▶ Excerpt provided
The diagram gets rendered as ASCII art inline in the terminal output. Requires mermaid-ascii to be installed (it's a dependency, so it should be).

Nesting

Directives compose. Put a tree inside a panel, panels inside columns, callouts next to trees with a divider between sections.

Input:

:::panel{title="Deployment" color="green"}

:::columns
:::col{width="60%"}
:::tree
services/
  api/ [x]
  worker/ [x]
  scheduler/ [!]
:::
:::
:::col{width="40%"}
:::callout{type="success"}
2 of 3 services deployed
:::
:::
:::

:::divider{label="logs"}
:::

Last deploy: `api@v2.4.1` at 14:32 UTC
:::

A bordered panel containing two columns (file tree on the left, status callout on the right), a labeled divider, and a status line. All from nested directives.

Standard markdown

Headings (# through ####), bold, italic, inline code, bullet lists with nesting, numbered lists, fenced code blocks with language detection. All styled for the terminal. Works inside directives too.

Environment

Variable Effect
NO_COLOR Disables color output (no-color.org)
TERM=dumb Raises an error (requires Unicode support)

How it works

Three-stage pipeline: parse, layout, emit.

The parser splits source into directive blocks and plain markdown using a two-pass approach. Directives get extracted first, then markdown segments run through mistune v3 in AST mode. The result is a tree of typed Block nodes.

Layout runs two passes over the block tree. First pass propagates available width top-down — columns divide space by percentage, panels and callouts reserve 4 characters for borders and padding. Second pass calculates heights bottom-up.

Emit walks the sized tree and dispatches each block to its renderer. Each block type lives in its own module under renderers/, so adding a new directive means adding one file and a case in the dispatcher. Renderers produce lists of ANSI-styled lines that get joined into the final output string.

About 1,400 lines across 12 modules. No magic.

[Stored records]
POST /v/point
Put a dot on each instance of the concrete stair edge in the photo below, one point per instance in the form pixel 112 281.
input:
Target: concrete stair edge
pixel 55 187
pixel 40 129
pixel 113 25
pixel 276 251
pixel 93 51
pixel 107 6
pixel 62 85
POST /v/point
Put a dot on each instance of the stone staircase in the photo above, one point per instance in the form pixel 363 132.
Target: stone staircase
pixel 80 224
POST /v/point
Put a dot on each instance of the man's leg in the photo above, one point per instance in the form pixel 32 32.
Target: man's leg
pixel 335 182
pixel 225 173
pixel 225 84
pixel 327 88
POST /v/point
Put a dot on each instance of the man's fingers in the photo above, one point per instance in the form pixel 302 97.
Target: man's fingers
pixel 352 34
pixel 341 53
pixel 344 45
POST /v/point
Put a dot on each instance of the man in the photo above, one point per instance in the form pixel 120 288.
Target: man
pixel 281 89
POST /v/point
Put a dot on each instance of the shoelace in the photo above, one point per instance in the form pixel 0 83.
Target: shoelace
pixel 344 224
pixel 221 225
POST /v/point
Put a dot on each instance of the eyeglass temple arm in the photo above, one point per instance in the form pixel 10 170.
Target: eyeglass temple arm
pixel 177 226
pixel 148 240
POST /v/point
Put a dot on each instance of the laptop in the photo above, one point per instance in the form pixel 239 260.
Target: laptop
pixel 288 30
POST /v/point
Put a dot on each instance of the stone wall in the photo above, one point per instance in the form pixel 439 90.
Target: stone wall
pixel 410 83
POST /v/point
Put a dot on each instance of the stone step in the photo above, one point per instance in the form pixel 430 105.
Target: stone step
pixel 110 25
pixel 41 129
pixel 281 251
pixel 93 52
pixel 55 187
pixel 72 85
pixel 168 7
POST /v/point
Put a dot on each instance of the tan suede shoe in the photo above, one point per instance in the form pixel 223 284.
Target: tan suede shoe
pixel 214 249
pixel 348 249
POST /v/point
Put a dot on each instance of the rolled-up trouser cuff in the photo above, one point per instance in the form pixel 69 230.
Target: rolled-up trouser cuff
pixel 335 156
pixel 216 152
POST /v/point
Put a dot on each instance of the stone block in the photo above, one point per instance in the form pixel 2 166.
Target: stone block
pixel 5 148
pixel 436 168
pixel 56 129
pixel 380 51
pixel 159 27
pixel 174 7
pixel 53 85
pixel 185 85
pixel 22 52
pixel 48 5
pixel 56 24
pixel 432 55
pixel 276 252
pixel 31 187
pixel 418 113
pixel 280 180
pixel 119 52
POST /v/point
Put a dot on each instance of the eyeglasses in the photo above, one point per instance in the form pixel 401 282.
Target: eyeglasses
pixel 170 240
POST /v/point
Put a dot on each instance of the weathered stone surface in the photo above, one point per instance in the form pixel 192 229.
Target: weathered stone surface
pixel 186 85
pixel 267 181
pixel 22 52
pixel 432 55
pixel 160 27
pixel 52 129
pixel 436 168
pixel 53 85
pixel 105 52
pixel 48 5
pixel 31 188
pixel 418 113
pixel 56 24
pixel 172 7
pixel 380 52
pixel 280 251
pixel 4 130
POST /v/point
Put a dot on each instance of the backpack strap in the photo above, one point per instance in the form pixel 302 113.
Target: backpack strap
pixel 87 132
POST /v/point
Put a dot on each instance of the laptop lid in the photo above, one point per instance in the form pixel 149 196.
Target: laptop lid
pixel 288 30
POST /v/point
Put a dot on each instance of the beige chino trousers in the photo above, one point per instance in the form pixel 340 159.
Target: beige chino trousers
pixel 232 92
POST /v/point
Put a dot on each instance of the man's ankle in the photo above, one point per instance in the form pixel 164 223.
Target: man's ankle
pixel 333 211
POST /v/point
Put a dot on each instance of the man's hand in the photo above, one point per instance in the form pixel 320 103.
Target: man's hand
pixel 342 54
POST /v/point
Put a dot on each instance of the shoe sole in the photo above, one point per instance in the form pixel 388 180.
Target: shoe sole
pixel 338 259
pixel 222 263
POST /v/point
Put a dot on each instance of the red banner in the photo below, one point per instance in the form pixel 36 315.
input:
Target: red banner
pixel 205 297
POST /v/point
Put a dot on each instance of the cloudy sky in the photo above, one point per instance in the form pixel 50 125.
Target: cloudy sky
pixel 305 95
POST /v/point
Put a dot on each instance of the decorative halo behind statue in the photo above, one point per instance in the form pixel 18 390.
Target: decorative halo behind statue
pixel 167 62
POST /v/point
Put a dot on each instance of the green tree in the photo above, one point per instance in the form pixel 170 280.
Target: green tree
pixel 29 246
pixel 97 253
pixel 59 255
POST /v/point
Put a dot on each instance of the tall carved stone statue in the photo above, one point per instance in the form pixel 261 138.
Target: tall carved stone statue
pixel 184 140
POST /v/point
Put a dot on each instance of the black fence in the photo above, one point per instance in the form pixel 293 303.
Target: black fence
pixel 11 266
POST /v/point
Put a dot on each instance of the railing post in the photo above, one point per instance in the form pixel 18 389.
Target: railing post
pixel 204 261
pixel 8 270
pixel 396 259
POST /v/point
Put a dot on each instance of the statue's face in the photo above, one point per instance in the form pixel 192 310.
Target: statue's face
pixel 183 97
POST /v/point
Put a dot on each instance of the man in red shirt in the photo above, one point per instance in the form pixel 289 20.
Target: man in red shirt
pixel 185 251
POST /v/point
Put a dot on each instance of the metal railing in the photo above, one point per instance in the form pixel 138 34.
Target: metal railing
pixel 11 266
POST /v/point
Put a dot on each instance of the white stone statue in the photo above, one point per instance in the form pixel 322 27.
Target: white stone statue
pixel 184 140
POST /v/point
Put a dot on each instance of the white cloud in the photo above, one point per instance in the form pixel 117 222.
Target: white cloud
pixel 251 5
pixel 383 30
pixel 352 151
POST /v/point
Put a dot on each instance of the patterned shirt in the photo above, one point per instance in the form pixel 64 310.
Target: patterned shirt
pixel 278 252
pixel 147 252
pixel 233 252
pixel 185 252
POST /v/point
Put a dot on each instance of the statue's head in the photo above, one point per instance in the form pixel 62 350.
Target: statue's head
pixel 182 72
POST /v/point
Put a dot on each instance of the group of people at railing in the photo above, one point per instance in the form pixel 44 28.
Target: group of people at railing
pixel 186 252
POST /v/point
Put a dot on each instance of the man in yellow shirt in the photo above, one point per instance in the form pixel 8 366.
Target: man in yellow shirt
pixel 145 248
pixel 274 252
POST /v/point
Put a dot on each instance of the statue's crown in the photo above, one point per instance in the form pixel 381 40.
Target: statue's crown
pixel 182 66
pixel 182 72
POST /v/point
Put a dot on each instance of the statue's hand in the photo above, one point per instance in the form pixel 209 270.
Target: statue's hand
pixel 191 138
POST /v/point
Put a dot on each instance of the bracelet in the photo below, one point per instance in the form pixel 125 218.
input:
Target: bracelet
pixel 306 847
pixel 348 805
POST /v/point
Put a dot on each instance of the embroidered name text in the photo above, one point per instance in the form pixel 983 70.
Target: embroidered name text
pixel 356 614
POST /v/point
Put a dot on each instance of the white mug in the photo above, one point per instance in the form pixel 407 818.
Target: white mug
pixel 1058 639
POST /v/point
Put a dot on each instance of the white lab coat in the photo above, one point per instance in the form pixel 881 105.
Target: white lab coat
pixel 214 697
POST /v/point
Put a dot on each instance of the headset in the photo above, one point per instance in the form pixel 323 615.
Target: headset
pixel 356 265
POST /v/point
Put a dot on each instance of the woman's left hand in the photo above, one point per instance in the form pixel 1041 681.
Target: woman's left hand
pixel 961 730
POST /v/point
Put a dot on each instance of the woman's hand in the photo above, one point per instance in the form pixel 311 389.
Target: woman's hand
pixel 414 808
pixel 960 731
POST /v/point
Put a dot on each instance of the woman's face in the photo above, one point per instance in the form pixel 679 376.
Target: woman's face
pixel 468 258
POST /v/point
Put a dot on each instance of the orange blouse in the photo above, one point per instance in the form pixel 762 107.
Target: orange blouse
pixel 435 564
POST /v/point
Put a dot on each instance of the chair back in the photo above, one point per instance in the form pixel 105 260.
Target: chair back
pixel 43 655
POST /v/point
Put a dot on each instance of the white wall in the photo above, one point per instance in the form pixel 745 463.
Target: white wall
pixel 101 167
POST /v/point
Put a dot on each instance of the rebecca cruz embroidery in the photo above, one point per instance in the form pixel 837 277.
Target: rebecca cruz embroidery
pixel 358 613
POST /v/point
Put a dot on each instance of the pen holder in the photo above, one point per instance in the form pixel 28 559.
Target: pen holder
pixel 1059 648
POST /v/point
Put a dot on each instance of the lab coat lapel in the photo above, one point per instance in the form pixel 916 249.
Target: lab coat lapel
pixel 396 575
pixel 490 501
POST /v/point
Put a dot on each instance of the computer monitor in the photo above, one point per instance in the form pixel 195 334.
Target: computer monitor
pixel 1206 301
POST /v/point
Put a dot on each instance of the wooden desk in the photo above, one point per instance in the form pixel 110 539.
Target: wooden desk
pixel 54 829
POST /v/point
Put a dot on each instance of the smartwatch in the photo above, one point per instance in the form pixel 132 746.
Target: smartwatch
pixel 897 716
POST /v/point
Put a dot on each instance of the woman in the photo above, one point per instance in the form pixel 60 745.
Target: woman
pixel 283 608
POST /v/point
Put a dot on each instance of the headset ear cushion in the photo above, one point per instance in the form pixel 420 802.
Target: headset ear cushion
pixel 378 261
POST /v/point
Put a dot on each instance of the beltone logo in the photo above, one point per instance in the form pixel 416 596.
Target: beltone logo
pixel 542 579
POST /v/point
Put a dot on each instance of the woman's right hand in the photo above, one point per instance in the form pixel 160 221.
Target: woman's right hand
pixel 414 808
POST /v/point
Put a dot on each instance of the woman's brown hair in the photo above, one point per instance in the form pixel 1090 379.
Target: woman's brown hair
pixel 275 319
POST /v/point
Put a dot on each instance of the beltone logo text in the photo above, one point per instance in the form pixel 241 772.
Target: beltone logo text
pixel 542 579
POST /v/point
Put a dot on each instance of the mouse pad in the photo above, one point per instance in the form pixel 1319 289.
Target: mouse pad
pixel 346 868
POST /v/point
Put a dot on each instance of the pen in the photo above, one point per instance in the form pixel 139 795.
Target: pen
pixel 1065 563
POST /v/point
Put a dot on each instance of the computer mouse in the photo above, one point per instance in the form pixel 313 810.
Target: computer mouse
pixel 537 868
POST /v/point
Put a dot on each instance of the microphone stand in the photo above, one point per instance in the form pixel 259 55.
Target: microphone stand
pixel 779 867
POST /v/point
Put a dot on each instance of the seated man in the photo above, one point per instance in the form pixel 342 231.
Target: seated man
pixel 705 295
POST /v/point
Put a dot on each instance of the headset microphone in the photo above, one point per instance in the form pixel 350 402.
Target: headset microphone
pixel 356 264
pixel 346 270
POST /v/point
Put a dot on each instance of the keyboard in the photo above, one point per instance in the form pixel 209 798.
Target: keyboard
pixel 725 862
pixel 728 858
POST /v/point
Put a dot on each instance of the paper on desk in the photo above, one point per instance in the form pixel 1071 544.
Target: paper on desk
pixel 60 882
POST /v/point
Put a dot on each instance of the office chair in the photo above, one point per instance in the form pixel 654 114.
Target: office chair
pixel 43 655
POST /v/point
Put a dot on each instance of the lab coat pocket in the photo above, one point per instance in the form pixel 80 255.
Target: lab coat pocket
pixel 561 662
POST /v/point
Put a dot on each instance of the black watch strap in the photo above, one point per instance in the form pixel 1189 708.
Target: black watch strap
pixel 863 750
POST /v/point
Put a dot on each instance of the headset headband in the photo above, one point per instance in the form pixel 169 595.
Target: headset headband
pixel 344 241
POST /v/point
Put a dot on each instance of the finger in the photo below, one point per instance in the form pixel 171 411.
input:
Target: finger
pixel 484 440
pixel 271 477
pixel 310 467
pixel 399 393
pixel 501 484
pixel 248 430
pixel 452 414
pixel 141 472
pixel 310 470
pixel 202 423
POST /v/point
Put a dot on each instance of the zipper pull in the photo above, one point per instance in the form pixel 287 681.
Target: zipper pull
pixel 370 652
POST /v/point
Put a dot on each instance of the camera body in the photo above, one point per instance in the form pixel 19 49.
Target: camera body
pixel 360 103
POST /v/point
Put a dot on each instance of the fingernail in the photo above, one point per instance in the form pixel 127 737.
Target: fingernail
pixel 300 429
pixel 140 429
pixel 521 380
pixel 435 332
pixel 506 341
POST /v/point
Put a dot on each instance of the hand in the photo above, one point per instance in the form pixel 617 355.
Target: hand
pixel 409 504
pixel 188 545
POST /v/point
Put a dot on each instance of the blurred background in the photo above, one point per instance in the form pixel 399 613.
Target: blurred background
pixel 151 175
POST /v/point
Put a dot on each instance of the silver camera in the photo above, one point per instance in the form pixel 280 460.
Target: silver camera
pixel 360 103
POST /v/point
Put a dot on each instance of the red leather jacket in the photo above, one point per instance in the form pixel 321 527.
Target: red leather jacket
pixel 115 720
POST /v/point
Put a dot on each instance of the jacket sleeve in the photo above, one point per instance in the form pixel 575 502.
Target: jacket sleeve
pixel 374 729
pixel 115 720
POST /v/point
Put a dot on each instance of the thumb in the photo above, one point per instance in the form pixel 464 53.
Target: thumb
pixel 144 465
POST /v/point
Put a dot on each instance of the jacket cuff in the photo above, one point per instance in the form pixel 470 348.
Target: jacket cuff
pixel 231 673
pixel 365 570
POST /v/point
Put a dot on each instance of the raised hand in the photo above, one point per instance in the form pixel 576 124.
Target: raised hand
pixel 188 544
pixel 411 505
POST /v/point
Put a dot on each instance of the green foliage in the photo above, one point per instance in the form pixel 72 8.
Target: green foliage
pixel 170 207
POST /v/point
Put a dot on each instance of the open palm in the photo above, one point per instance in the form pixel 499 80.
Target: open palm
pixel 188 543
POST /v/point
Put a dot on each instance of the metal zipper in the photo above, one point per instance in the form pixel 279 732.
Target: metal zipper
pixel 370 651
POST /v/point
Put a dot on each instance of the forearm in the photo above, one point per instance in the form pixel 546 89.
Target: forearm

▶ Complete the following
1. For each statement, say yes or no depending on whether it agrees with the excerpt on terminal rendering, and quote the words of the excerpt that decide it.
(a) Setting TERM=dumb turns off color output.
(b) Panels and callouts set aside 4 characters for borders and padding.
(c) The layout step works out heights from the top down.
2. From the excerpt on terminal rendering, copy the passage starting at "Environment" and ending at "calculates heights bottom-up.".
Work only from the excerpt on terminal rendering.

▶ Answers to the problems
1.
(a) No. "TERM=dumb Raises an error (requires Unicode support)"
(b) Yes. "panels and callouts reserve 4 characters for borders and padding"
(c) No. "Second pass calculates heights bottom-up."

2.
Environment

Variable Effect
NO_COLOR Disables color output (no-color.org)
TERM=dumb Raises an error (requires Unicode support)

How it works

Three-stage pipeline: parse, layout, emit.

The parser splits source into directive blocks and plain markdown using a two-pass approach. Directives get extracted first, then markdown segments run through mistune v3 in AST mode. The result is a tree of typed Block nodes.

Layout runs two passes over the block tree. First pass propagates available width top-down — columns divide space by percentage, panels and callouts reserve 4 characters for borders and padding. Second pass calculates heights bottom-up.